--- Start ---
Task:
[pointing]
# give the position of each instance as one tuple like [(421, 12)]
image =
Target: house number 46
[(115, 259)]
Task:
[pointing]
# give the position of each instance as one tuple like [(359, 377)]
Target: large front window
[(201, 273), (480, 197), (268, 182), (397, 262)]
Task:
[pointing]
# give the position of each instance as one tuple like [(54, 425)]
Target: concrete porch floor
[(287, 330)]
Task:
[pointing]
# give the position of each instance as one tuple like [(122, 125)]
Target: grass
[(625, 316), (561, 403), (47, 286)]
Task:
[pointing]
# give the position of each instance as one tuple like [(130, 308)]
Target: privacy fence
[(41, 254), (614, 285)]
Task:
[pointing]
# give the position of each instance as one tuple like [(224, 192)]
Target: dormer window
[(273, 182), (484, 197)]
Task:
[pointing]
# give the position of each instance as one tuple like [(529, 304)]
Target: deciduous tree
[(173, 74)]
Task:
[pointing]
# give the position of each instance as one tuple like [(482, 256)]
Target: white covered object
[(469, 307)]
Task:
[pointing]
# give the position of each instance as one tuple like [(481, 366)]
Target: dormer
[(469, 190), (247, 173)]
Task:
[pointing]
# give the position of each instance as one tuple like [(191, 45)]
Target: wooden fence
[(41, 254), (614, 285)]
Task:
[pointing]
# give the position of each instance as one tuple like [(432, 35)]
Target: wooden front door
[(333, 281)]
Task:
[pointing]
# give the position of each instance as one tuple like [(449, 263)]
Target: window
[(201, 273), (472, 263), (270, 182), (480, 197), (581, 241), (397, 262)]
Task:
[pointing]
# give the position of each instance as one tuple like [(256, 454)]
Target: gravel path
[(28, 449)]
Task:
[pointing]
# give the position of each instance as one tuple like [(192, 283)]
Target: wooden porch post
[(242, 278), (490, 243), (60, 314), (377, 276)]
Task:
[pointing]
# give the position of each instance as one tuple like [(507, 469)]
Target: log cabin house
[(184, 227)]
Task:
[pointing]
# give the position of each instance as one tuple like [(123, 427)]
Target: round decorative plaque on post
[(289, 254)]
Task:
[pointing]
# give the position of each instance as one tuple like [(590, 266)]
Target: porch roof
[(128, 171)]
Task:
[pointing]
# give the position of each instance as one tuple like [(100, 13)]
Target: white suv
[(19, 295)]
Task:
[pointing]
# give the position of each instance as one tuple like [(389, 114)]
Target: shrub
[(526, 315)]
--- End ---
WHAT IS BEING ASKED
Copy out every item above verbatim, line for line, without altering or omitting anything.

RESULT FOR THIS EXERCISE
Task:
[pointing]
# give the position of each instance as one tuple like [(421, 12)]
image =
Target: house number 46
[(115, 259)]
Task:
[pointing]
# give the position of each instance as one tuple like [(359, 377)]
Target: large front window
[(201, 273), (480, 197), (268, 182), (397, 262)]
Task:
[pointing]
# give the position of each instance as one tuple like [(54, 425)]
Target: concrete porch floor
[(287, 330)]
Task:
[pointing]
# give the position of each instance as one tuple like [(122, 125)]
Target: grass
[(625, 316), (561, 403), (47, 286)]
Task:
[pointing]
# give the position of each instance as one tuple like [(130, 308)]
Target: privacy fence
[(41, 254), (614, 285)]
Task:
[pointing]
# give the position of each instance as one tuple like [(224, 192)]
Target: dormer window
[(273, 182), (484, 197)]
Task:
[pointing]
# give the position of each instance as one tuple like [(529, 304)]
Target: deciduous tree
[(173, 74)]
Task:
[pointing]
# give the position of each instance as one tuple like [(482, 256)]
Target: white covered object
[(469, 307)]
Task:
[pointing]
# give the position of each instance as one tuple like [(481, 366)]
Target: dormer
[(469, 190), (247, 173)]
Task:
[pointing]
# give the position of each instance as one tuple like [(191, 45)]
Target: wooden fence
[(41, 254), (614, 285)]
Task:
[pointing]
# give the position of each instance as one tuple like [(432, 35)]
Target: wooden front door
[(333, 281)]
Task:
[pointing]
# give the position of each instance as one tuple like [(449, 263)]
Target: window
[(201, 273), (472, 263), (270, 182), (480, 197), (581, 241), (397, 262)]
Task:
[pointing]
# give the position of each instance as one tuple like [(256, 454)]
Target: gravel path
[(28, 449)]
Task:
[pointing]
# give the position of each instance as one tuple like [(192, 283)]
Target: wooden porch post
[(242, 278), (490, 243), (60, 314), (377, 276)]
Task:
[pointing]
# give the position of each instance as one tuple like [(507, 469)]
Target: log cabin house
[(184, 227)]
Task:
[pointing]
# give the position of each instance as one tuple like [(123, 427)]
Target: round decorative plaque on post
[(289, 254)]
Task:
[pointing]
# give the position of each instance as one tuple like [(590, 266)]
Target: porch roof
[(128, 171)]
Task:
[pointing]
# give the position of each instance as one tuple like [(100, 13)]
Target: white suv
[(19, 295)]
Task:
[pointing]
# give the position of each instance as one tuple like [(389, 114)]
Target: shrub
[(526, 315)]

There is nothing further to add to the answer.